Which lines below contain the string "record"? Pull out each one, treating uppercase and lowercase as different.

ITEMS
+---+

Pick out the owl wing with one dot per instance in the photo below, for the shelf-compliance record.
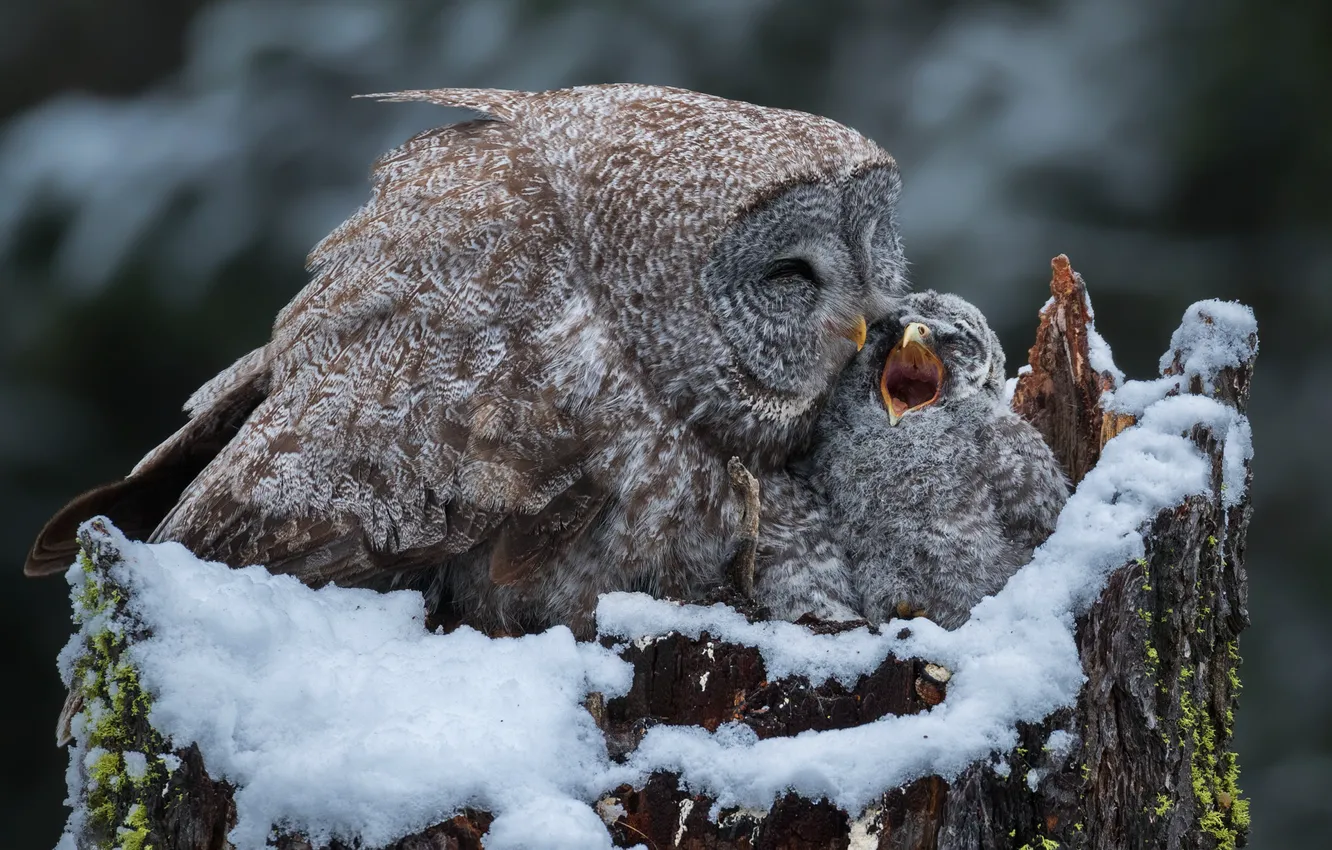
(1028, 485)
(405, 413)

+---+

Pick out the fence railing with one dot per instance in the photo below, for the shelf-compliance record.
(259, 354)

+---+

OUTPUT
Pick out the owl wing with one dot per instance in the photo below, for the shelf-compliance record.
Pick out the fence railing with one dot per instance in the photo below, for the shelf-compliance record.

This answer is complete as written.